Goal.
Convert the stretch of the listing from the line containing "The pointer SHOULD return, for each instance of the mountain" through the line containing "[[38, 144]]" into a two-column CSV with the headers prompt_text and points. Make one row for each text line and the coordinates that follow it, putting each value in one quoted field with any line breaks replaced by spaces.
====== Dataset rows
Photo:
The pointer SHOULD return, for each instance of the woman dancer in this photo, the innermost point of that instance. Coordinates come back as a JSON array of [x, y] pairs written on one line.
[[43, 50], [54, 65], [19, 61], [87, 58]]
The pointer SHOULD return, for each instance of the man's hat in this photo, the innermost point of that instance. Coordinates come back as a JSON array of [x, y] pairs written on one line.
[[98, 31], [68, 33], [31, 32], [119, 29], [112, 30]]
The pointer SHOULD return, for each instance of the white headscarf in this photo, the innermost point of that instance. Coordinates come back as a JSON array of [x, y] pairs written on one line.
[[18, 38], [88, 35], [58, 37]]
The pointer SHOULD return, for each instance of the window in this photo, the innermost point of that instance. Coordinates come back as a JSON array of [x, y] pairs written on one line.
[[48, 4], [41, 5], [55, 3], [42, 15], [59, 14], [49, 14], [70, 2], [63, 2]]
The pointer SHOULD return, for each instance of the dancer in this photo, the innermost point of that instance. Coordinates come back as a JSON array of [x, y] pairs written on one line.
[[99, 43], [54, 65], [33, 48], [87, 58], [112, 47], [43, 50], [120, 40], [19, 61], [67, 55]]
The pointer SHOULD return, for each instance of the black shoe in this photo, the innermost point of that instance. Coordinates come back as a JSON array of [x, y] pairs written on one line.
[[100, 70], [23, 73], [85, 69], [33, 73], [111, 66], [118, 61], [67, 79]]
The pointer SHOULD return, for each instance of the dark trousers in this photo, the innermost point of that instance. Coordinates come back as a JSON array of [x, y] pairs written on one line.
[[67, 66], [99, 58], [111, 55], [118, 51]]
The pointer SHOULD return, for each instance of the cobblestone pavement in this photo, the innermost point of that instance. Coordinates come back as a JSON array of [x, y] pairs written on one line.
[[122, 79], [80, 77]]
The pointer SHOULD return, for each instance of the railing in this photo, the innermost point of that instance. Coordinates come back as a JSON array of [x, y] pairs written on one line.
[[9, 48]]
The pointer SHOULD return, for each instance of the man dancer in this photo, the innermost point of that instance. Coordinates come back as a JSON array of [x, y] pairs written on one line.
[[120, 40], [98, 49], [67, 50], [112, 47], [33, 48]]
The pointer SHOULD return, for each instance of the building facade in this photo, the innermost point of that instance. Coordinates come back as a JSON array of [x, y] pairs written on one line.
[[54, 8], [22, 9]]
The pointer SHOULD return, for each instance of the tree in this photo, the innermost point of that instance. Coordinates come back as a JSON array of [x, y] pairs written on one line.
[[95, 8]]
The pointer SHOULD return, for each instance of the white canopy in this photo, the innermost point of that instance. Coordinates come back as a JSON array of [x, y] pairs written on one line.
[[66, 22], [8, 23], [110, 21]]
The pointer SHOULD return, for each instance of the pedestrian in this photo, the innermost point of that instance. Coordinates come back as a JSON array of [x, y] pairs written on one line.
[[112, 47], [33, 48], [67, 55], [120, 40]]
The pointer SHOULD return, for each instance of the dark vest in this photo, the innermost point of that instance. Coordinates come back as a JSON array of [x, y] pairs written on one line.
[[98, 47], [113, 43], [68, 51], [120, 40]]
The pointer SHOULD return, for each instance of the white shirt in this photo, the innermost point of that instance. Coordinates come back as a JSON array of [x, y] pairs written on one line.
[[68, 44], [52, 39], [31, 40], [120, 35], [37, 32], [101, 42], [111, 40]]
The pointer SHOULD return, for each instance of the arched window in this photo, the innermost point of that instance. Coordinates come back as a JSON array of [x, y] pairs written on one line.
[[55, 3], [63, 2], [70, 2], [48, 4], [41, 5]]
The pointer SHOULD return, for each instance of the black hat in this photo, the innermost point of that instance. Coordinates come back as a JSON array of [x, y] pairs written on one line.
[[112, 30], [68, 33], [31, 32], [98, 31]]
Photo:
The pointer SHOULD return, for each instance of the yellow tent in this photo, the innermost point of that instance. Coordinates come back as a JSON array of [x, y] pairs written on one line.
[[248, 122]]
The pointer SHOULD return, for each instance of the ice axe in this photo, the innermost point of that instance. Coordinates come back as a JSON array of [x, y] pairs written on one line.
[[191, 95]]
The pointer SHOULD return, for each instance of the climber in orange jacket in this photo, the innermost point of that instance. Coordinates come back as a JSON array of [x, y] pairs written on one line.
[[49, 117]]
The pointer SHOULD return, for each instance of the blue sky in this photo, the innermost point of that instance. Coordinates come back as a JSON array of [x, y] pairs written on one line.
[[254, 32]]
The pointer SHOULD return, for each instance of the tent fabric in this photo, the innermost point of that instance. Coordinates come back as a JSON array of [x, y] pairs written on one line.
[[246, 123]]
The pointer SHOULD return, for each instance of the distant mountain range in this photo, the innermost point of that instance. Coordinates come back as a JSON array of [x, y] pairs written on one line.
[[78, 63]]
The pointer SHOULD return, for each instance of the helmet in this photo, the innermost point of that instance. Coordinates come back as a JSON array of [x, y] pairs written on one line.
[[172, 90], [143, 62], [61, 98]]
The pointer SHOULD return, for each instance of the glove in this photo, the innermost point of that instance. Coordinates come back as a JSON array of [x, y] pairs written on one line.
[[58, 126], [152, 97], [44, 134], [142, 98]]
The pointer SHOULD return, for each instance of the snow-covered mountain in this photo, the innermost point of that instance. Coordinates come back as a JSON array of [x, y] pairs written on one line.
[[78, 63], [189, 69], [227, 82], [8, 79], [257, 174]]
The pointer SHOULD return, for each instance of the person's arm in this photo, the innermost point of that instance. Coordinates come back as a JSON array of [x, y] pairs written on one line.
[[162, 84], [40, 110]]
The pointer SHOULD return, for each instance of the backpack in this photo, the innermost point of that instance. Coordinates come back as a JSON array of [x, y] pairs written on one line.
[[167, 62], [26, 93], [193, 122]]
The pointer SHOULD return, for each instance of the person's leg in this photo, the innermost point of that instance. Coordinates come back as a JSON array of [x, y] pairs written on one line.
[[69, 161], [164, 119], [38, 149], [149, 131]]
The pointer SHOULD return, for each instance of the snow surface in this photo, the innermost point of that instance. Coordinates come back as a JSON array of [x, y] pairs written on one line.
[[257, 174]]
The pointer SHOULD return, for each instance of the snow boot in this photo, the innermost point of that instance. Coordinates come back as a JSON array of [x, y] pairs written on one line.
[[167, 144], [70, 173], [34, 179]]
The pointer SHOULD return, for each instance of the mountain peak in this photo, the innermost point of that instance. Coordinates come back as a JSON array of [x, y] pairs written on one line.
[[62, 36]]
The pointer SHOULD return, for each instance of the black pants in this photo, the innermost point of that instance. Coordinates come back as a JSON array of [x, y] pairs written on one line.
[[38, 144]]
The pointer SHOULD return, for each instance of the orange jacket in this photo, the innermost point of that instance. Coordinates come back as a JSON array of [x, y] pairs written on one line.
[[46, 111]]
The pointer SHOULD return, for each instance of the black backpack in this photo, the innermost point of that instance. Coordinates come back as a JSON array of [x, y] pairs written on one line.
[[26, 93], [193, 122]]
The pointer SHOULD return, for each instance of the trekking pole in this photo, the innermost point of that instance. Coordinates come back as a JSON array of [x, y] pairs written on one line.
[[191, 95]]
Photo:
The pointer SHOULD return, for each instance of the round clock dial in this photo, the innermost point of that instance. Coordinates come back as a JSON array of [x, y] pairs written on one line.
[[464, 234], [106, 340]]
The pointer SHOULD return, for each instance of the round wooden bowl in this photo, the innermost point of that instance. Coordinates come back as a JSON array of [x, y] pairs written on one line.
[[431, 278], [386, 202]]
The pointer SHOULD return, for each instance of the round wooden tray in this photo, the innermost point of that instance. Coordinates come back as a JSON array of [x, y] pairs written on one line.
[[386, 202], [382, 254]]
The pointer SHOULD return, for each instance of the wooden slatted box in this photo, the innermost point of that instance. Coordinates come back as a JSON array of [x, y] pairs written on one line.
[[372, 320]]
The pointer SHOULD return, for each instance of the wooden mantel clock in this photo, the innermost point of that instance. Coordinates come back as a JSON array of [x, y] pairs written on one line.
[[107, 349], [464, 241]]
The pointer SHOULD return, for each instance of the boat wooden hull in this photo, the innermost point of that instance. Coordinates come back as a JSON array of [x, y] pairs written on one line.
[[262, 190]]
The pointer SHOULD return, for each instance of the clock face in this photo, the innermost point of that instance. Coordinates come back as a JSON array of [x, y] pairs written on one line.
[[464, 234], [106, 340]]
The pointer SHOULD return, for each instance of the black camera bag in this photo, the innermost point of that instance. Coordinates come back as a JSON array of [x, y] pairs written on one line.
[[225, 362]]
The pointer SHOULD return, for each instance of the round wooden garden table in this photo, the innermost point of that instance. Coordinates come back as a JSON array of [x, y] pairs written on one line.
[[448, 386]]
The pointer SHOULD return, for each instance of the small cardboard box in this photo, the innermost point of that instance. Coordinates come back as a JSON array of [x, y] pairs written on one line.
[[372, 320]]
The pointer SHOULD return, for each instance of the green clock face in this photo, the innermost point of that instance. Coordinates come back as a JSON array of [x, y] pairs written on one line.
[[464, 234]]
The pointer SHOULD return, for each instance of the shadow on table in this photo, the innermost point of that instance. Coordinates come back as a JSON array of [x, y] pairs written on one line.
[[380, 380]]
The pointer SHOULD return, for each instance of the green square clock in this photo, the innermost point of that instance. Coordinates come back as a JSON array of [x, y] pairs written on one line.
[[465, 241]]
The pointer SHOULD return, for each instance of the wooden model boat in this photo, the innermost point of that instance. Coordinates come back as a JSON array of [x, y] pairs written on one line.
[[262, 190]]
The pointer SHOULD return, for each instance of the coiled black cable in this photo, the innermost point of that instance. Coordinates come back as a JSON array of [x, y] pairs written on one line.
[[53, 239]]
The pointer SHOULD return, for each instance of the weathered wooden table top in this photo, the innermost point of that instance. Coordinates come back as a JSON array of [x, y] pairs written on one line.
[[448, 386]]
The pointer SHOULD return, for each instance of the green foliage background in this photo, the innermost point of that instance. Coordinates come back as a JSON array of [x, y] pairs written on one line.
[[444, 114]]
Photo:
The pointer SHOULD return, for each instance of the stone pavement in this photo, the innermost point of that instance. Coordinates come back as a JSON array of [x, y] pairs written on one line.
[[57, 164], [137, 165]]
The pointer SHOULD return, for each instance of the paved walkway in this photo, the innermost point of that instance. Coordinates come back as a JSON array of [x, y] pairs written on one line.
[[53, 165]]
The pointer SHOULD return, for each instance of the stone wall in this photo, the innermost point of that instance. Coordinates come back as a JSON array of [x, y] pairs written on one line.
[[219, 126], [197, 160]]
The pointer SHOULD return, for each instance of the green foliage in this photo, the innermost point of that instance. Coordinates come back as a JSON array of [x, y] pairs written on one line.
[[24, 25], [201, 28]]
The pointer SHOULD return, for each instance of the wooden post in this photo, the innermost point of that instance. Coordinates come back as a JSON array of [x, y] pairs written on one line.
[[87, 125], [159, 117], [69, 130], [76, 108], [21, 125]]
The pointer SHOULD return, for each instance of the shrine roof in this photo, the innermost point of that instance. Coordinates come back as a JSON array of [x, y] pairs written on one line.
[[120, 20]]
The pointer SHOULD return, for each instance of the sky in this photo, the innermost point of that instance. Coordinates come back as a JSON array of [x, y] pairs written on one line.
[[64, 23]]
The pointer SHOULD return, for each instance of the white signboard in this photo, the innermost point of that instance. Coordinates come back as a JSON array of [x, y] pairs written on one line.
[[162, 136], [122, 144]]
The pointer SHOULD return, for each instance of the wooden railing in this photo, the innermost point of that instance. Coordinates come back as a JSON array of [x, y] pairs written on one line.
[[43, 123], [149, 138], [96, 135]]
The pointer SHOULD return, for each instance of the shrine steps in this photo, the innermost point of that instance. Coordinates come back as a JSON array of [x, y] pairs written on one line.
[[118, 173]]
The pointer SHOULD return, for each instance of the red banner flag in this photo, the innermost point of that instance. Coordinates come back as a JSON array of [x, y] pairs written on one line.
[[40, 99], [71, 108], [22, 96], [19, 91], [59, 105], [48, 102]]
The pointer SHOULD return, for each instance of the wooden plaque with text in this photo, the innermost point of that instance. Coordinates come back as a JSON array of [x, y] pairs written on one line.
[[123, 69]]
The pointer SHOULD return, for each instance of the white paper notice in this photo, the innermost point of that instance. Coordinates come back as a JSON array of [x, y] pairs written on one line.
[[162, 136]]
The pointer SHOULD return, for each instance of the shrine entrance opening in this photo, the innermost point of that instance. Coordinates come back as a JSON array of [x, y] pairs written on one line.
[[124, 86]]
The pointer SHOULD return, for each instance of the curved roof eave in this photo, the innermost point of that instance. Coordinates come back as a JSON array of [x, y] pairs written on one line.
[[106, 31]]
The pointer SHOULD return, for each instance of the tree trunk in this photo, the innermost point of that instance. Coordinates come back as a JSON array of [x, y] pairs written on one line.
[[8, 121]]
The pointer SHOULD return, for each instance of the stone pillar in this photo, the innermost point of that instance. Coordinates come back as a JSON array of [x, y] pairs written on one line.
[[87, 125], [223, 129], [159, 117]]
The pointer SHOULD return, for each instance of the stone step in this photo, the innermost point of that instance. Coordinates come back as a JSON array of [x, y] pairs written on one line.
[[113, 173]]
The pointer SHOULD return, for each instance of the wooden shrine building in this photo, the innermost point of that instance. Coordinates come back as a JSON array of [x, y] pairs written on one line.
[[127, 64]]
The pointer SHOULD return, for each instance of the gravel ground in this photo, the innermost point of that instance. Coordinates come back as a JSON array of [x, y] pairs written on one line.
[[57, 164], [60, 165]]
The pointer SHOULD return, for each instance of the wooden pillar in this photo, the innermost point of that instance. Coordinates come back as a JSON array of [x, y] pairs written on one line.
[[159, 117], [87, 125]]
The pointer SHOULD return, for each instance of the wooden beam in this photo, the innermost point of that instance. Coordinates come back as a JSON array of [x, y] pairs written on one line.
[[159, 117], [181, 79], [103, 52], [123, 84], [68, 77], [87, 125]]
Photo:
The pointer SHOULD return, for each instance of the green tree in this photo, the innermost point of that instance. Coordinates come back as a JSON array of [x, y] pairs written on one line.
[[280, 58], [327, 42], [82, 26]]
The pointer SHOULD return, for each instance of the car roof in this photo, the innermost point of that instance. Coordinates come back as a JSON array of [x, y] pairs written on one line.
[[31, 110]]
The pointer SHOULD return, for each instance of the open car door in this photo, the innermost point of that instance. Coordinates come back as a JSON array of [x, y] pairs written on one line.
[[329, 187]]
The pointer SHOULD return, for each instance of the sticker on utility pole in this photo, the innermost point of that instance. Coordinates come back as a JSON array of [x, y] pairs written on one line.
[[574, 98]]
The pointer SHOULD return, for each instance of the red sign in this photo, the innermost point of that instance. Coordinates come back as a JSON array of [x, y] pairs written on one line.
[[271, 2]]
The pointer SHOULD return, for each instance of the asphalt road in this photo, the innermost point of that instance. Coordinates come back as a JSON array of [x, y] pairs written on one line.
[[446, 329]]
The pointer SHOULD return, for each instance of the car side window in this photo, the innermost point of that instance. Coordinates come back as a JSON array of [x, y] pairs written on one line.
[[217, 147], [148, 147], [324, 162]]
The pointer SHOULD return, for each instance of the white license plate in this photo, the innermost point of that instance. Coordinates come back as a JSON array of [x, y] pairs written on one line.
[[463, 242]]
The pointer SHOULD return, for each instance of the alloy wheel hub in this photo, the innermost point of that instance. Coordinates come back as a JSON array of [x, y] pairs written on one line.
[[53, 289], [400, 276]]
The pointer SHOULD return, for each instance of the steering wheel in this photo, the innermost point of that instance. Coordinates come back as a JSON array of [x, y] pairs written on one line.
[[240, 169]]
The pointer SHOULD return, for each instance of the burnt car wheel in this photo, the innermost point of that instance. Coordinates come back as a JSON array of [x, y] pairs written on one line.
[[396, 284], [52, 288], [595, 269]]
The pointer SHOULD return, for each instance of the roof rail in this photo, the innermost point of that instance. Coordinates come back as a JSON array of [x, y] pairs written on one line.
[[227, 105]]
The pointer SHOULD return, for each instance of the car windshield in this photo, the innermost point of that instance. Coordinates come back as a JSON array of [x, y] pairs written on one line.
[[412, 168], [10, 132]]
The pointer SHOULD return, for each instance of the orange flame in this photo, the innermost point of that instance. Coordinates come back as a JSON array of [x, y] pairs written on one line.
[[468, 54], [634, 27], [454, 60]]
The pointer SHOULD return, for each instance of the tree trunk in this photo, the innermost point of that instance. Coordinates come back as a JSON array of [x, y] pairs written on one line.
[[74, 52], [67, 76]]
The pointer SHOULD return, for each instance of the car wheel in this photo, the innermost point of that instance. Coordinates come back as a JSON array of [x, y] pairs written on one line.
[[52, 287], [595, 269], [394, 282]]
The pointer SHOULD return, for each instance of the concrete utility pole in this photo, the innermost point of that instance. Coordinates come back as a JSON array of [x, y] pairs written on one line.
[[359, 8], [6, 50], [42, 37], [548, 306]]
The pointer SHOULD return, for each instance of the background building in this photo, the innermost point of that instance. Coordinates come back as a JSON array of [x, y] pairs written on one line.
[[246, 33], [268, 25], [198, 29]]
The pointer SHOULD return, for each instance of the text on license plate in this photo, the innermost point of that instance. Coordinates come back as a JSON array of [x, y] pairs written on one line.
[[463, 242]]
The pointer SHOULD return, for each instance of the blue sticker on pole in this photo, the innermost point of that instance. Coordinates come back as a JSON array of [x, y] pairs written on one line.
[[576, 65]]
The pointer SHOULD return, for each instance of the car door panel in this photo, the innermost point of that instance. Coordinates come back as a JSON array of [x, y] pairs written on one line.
============
Written reply.
prompt_text,points
"The pointer SHOULD return, for each instance of the mountain peak in this photo, the innermost point of that instance. Coordinates come back as a JSON array of [x, y] pairs written on one line.","[[62, 36]]"
"The pointer SHOULD return, for each instance of the black pants in this photo, the innermost point of that instance. Coordinates come back as a JSON array of [x, y] pairs written on one line.","[[38, 144]]"